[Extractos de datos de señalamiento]
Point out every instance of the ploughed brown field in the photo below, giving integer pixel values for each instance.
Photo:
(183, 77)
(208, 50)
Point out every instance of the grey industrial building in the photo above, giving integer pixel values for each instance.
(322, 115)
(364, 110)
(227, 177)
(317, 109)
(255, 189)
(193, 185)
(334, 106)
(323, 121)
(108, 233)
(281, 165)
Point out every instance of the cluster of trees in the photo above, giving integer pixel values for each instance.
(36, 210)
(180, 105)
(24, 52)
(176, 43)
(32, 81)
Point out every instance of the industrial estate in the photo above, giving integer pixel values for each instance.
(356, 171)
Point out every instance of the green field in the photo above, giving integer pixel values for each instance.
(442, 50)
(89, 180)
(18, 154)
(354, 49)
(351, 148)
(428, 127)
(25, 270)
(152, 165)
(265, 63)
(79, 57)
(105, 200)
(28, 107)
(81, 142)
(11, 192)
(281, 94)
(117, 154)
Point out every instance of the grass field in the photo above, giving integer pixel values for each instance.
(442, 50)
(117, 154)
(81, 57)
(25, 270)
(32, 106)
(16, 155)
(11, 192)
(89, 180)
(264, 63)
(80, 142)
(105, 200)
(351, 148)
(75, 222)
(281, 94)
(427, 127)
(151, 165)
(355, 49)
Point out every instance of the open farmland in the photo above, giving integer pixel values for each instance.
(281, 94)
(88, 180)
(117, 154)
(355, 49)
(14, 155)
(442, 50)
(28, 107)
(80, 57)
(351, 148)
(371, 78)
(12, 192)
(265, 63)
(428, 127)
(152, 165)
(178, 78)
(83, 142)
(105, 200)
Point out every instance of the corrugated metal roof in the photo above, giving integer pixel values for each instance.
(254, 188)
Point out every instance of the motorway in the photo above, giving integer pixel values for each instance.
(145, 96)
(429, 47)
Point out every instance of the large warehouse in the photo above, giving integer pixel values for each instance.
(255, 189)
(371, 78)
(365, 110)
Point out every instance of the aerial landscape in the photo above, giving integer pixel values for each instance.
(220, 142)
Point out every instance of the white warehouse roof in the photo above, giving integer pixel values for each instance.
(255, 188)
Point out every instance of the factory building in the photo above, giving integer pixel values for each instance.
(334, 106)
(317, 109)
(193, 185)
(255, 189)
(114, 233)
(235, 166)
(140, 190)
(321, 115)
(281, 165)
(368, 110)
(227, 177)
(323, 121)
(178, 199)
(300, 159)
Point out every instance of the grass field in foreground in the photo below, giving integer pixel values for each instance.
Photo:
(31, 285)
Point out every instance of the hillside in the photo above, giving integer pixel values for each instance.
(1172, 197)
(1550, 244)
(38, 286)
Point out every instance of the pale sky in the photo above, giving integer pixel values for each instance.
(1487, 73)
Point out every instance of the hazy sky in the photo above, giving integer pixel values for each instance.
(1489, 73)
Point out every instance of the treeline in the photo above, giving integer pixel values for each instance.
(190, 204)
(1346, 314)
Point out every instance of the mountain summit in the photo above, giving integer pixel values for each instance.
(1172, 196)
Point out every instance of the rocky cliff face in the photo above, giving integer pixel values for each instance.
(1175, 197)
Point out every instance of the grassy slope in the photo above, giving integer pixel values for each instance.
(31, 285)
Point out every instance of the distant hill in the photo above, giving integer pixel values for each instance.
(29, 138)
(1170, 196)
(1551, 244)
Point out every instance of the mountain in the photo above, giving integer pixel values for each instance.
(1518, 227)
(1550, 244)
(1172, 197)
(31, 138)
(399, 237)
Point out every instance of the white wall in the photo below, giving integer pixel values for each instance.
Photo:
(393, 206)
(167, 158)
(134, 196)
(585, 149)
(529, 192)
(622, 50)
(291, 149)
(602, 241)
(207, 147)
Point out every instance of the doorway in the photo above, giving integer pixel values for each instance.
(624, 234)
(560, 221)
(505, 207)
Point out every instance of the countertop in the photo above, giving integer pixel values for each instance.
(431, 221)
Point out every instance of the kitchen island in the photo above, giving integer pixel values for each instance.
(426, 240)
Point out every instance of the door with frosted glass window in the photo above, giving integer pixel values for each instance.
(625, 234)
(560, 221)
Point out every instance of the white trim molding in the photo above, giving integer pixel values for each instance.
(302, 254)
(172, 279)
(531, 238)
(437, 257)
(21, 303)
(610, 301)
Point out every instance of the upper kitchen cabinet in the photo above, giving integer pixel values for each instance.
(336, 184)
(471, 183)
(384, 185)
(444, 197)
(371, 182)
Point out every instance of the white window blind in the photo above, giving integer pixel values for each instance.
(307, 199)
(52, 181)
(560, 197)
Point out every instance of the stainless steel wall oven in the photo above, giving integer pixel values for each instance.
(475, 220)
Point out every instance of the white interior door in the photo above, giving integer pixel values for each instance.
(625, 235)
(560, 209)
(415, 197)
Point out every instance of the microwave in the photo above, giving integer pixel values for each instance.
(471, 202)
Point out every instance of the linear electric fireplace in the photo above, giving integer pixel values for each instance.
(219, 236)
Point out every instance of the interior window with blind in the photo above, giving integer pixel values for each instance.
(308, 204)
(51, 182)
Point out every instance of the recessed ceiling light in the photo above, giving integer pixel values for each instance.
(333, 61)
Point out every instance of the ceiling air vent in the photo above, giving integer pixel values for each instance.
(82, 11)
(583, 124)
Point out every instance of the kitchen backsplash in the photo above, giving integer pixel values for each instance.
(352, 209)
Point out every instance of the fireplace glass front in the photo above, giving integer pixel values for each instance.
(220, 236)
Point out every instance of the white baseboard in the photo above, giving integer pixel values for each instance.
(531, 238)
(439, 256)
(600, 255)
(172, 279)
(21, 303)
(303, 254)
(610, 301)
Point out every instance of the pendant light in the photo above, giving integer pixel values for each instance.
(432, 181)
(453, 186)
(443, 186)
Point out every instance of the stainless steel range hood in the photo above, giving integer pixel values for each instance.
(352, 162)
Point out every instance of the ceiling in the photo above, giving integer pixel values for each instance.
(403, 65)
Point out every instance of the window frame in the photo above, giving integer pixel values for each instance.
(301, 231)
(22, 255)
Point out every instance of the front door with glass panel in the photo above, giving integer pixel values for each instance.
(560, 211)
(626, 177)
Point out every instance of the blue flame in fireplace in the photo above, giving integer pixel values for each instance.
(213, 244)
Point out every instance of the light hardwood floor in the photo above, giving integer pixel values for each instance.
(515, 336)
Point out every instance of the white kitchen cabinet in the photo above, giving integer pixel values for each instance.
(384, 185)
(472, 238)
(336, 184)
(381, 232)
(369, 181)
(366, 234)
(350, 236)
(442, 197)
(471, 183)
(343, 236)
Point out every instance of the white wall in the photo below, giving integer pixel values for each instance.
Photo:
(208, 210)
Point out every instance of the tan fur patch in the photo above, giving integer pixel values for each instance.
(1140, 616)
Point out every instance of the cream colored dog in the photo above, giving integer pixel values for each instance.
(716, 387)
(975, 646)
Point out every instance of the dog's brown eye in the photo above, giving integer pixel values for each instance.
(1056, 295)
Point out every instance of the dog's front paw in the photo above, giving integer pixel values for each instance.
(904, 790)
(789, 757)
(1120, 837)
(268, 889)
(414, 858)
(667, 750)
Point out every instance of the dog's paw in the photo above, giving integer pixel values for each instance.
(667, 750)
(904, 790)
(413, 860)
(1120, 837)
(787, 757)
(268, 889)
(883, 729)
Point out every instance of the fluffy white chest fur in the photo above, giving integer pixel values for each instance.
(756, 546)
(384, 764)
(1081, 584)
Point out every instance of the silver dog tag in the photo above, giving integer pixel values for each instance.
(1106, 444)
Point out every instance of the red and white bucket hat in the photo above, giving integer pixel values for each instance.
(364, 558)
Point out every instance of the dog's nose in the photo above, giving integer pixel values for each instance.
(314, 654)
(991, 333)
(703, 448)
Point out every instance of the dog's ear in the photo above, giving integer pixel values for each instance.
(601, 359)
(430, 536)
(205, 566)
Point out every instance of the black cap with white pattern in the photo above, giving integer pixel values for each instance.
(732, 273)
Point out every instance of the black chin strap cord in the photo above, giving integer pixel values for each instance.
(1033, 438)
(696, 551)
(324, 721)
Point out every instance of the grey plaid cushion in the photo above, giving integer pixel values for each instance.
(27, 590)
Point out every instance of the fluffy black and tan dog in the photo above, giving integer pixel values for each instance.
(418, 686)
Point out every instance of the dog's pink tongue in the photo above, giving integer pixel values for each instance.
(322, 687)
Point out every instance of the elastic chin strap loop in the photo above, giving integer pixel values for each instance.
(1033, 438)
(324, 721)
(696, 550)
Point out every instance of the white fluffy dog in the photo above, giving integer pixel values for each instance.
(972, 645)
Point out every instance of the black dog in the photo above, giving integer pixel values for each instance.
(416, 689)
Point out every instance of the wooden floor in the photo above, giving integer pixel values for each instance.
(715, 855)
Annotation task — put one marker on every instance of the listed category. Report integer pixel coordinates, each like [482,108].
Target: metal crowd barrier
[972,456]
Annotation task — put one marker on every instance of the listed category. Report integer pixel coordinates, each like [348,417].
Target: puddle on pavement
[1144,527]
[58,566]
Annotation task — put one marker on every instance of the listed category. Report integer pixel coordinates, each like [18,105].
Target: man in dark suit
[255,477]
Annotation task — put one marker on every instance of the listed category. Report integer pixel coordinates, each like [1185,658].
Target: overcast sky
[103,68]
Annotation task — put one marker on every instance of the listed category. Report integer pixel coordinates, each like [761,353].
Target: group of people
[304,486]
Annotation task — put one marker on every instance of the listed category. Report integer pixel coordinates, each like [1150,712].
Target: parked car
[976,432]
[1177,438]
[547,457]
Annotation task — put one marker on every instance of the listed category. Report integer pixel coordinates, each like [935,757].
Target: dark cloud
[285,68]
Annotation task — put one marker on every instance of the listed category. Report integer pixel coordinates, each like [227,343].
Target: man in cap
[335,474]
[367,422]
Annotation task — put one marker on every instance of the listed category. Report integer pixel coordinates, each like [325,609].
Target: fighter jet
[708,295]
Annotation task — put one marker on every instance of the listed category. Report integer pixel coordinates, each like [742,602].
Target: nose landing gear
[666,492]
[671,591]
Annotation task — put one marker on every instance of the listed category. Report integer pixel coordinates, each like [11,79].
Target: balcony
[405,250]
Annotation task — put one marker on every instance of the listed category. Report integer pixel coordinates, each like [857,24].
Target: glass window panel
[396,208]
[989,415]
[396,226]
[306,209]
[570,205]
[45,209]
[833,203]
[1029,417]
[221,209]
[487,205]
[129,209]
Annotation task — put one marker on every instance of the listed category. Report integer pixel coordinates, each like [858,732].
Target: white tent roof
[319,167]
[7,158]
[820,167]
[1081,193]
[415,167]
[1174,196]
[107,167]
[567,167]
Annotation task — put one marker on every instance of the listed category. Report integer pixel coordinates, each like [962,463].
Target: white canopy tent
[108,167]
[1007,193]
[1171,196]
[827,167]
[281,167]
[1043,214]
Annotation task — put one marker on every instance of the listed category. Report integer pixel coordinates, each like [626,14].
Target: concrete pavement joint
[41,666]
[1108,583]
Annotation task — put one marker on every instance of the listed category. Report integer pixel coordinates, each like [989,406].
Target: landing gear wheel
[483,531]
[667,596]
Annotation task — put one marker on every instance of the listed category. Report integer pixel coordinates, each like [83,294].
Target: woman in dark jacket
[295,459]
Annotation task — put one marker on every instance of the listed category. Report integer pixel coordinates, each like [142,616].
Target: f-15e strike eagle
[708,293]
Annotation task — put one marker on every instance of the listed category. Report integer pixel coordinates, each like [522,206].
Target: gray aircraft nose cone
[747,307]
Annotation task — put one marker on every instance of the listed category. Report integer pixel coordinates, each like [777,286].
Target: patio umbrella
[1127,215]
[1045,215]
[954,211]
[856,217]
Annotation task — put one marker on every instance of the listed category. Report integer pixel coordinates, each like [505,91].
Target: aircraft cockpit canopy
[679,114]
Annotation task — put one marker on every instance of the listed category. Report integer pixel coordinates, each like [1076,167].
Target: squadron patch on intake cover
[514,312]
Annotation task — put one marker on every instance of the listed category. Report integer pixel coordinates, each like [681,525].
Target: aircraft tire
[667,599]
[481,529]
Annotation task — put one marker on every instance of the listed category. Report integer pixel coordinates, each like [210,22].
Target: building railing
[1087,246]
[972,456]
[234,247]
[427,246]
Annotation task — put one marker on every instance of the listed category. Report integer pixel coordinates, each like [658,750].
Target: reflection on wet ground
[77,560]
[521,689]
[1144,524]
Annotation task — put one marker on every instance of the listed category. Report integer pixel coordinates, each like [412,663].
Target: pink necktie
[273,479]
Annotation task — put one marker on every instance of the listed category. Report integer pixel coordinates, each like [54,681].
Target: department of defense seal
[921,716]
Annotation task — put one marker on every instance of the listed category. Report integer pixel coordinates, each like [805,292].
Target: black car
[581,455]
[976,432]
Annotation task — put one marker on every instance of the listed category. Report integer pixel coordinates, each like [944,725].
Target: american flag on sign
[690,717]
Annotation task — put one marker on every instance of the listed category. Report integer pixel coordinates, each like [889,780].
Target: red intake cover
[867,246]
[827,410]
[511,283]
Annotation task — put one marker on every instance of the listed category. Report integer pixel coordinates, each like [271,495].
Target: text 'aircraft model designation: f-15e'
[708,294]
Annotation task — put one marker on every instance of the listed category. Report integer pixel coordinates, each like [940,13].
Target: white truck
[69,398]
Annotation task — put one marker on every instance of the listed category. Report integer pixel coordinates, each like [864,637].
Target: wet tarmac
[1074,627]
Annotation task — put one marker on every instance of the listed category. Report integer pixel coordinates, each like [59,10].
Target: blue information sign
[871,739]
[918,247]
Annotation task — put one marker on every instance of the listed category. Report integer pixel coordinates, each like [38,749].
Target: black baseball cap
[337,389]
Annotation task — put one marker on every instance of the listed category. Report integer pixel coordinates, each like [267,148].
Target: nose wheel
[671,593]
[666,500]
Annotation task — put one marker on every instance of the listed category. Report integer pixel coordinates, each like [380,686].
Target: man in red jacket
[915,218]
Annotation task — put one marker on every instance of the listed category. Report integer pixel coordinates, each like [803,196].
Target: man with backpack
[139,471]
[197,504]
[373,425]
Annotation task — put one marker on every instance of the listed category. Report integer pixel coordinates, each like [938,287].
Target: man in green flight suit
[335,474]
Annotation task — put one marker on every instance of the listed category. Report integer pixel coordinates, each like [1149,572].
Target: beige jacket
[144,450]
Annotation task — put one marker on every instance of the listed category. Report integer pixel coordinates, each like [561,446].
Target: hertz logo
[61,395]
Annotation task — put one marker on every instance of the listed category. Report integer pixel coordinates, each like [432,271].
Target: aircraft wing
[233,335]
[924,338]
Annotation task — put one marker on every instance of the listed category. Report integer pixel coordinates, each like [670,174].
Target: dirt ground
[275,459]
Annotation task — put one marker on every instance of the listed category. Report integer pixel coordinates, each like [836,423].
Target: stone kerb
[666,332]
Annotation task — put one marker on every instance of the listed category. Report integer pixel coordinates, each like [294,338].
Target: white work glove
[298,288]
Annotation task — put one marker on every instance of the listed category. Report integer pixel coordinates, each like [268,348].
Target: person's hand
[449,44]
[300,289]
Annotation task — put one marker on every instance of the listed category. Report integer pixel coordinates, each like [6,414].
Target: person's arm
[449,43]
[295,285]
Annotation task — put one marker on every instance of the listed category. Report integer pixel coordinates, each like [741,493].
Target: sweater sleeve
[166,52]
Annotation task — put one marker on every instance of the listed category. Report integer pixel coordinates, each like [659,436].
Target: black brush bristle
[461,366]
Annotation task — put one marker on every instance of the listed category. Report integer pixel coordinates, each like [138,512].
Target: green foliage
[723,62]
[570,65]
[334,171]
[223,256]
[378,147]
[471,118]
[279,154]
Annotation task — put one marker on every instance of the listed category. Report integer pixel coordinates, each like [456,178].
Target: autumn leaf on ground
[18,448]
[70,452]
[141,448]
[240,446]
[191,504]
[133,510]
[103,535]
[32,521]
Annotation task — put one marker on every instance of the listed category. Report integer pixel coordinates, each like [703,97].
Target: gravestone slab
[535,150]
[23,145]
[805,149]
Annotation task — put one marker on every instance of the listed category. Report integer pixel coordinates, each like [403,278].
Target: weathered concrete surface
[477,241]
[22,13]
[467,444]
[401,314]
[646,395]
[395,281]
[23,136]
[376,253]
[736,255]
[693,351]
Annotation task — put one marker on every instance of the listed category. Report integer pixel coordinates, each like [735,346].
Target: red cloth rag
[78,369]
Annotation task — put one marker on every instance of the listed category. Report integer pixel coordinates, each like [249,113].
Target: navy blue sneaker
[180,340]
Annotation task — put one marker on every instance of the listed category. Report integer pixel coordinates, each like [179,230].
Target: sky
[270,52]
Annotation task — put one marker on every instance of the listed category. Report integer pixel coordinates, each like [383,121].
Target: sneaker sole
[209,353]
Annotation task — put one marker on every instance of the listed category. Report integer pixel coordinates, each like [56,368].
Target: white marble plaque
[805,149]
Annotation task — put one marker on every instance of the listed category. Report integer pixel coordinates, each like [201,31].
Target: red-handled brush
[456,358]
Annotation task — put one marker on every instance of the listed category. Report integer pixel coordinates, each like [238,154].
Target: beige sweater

• [Problema breve]
Convierte en una lista numerada las líneas del listado que van desde la que contiene "Point out every instance of the factory" hasta la que contiene "(1172, 196)", ambas incluidas, y omite las líneas en blanco.

• [Solución]
1. Point out every instance of the factory building in the photo above, giving integer pixel values for each instance.
2. (334, 106)
3. (317, 109)
4. (193, 185)
5. (255, 189)
6. (114, 233)
7. (235, 166)
8. (140, 190)
9. (321, 115)
10. (281, 165)
11. (368, 110)
12. (227, 177)
13. (323, 121)
14. (178, 199)
15. (300, 159)
16. Point out every instance of the grass field in foreground in the photo below, giving integer pixel values for each instance.
17. Photo:
18. (31, 285)
19. Point out every instance of the hillside in the photo above, giving integer pixel values for each instance.
20. (1172, 197)
21. (1550, 244)
22. (38, 286)
23. Point out every instance of the pale sky in the photo above, giving integer pixel values for each instance.
24. (1487, 73)
25. Point out every instance of the hazy sky in the photo above, giving integer pixel values for each instance.
26. (1489, 73)
27. Point out every instance of the treeline in the photo above, giving integer pixel values for each instance.
28. (190, 204)
29. (1346, 314)
30. Point out every instance of the mountain summit in the photo above, giving integer pixel values for each instance.
31. (1172, 196)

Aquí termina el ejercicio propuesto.